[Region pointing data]
<<<<

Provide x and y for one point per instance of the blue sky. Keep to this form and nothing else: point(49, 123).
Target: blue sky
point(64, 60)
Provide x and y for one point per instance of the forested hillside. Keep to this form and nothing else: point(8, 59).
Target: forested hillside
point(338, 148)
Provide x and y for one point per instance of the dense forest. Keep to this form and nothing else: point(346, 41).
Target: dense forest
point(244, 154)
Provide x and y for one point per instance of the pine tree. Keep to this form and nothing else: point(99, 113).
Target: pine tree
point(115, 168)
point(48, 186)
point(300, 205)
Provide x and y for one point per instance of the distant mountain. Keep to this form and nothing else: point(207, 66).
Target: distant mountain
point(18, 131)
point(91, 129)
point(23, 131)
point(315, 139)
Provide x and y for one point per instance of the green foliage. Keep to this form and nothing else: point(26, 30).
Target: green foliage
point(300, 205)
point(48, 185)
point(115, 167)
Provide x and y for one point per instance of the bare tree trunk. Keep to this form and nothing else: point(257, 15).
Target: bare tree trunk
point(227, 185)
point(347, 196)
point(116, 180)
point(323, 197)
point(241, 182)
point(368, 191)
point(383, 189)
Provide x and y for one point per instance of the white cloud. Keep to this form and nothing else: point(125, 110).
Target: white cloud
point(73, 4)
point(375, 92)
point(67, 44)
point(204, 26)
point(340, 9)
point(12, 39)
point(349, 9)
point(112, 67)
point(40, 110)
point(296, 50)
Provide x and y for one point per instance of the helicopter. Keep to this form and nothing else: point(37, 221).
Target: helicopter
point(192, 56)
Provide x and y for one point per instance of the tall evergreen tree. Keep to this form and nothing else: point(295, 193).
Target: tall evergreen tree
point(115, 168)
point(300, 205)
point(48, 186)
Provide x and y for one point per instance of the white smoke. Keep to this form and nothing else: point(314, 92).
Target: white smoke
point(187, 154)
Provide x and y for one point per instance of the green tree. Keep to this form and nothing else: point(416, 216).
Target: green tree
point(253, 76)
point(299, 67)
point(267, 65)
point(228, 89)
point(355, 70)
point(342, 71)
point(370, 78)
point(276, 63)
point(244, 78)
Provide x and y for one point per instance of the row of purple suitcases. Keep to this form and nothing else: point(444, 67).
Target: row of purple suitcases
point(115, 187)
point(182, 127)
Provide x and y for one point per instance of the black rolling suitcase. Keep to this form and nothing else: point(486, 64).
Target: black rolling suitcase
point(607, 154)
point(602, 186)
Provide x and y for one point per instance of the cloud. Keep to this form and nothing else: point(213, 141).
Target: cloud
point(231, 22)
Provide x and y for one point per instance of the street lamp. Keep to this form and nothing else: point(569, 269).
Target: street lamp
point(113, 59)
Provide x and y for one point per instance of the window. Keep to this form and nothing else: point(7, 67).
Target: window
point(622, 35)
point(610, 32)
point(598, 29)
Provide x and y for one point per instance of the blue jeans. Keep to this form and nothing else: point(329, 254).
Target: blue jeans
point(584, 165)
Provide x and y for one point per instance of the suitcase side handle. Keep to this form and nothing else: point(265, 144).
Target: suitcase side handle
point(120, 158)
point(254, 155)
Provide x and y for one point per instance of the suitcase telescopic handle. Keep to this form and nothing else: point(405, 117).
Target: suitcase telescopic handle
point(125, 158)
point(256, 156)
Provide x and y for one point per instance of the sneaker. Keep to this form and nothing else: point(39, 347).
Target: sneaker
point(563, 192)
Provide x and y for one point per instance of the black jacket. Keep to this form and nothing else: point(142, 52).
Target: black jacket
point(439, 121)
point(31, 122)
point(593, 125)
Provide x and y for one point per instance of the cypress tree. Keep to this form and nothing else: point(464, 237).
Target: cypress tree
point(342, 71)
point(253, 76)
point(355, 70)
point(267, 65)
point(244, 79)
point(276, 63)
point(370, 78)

>>>>

| EXERCISE |
Both end lines included, restate word for word the lines above from the line with "Target: tall evergreen tree" to the line with "else: point(416, 216).", and nothing else.

| ANSWER FOR THIS EXERCISE |
Target: tall evergreen tree
point(115, 168)
point(300, 205)
point(48, 186)
Provide x and y for one point per instance of the white smoke. Keep to this form and nothing else: point(314, 92).
Target: white smoke
point(187, 154)
Provide x and y for one point per instance of the green tree. Keep to this form and nothing else: point(416, 216).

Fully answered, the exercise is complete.